WORK INSTRUCTION: Go through the data and copy each line where the word "clicks" shows up.

DATA PROVIDED:

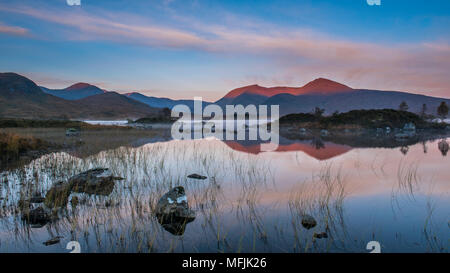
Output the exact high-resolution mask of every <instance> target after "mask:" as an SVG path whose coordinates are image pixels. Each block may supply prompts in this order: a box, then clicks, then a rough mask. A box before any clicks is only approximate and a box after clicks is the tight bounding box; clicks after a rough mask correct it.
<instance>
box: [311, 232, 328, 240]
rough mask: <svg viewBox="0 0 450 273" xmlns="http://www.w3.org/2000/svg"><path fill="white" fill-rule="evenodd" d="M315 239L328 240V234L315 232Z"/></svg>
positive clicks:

ANSWER TO THE EXERCISE:
Output the exact high-resolution mask of every <instance> target after "mask:" as an SVG path whose coordinates are image pixels. Each block may supply prompts in this order: a box, then clicks, then a rough mask. A box before any clicks is only approximate and a box after clicks is the tight bounding box; clicks after a rough mask correct it.
positive clicks:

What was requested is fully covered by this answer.